Begin at the line that contains "Locate the child's ear" and repeat every line from there to the end of the records below, inclusive, without adding any other line.

Pointing and labeling entries ::
···
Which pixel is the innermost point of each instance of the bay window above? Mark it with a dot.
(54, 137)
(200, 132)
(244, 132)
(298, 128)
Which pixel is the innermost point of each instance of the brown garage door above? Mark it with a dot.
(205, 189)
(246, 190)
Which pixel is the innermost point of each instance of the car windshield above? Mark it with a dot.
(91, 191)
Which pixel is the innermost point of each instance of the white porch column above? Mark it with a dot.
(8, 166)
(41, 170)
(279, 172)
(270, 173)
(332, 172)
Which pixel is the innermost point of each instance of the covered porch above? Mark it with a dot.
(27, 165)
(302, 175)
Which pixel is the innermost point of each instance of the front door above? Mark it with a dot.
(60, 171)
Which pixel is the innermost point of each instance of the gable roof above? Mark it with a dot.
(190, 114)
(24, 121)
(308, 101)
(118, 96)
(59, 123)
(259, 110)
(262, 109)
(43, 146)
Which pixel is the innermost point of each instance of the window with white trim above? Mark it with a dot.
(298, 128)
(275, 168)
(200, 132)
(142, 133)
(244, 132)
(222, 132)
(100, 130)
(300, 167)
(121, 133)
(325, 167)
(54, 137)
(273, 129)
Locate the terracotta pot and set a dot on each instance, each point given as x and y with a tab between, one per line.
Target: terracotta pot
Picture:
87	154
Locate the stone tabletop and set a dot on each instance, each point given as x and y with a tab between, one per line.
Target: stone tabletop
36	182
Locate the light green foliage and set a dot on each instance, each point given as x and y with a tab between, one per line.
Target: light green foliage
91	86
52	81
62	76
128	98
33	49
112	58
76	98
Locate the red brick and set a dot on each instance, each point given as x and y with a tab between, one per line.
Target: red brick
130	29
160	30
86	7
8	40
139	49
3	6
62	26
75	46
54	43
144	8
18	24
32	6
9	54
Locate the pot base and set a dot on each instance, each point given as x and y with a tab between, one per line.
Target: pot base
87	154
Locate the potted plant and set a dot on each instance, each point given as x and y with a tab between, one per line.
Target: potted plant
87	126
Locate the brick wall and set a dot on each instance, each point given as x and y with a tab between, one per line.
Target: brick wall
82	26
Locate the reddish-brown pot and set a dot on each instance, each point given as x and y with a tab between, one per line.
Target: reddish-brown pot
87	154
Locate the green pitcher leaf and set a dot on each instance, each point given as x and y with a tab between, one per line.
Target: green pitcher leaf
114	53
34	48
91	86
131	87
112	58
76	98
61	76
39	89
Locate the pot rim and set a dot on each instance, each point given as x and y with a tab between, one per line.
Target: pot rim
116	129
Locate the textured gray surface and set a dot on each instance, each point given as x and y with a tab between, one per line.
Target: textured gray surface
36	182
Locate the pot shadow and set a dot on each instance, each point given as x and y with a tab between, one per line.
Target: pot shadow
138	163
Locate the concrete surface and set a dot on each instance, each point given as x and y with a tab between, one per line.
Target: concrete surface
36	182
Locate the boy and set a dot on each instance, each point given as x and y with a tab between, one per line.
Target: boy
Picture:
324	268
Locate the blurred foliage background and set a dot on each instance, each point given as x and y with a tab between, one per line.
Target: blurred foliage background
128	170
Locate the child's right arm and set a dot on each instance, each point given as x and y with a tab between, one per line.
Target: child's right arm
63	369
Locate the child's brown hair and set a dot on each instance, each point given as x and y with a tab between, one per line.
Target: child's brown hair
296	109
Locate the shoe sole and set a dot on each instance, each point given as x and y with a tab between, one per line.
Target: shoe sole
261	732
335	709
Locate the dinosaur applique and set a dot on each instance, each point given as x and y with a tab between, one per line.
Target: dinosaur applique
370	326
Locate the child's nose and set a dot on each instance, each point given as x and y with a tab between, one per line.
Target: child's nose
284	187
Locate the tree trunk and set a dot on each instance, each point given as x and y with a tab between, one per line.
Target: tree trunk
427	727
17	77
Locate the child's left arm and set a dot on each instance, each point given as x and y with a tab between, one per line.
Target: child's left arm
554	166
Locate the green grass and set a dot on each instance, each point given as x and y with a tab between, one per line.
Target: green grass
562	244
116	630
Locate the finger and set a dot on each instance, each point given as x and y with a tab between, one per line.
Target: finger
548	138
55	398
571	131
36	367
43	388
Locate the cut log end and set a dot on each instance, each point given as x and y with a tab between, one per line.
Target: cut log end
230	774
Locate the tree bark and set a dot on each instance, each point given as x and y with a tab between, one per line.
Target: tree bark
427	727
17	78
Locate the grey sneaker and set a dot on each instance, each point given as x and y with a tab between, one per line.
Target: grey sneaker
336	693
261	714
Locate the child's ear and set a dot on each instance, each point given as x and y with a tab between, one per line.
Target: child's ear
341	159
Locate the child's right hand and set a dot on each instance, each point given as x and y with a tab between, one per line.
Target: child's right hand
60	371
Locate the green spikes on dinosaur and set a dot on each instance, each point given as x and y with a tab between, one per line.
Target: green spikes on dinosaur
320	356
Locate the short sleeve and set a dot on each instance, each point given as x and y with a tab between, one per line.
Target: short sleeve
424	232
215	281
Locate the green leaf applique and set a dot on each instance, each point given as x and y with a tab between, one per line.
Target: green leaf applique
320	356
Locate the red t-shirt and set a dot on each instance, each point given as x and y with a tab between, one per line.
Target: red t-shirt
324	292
···
Response for this exercise ::
Locate the child's ear and set a dot on each instance, each point given as x and y with a tab between, one per line.
Target: child's ear
341	159
Locate the child's right hand and set a dot on each instance, each point given as x and y with a tab between, one per line.
Target: child's right hand
60	371
Locate the green spikes on dinosaur and set a dot on each instance, each point given as x and y with a tab between, one per line.
Target: green spikes on dinosaur
320	356
Locate the short sleeve and set a dot on each instance, each point given as x and y with a tab between, one per line.
Target: short sleeve
424	232
215	281
Locate the green leaf applique and set a dot on each instance, each point given as x and y with a tab between, one per line.
Target: green leaf applique
320	356
Locate the red t-shirt and set a dot on each instance, each point given as x and y with a tab between, one per line.
Target: red t-shirt
324	292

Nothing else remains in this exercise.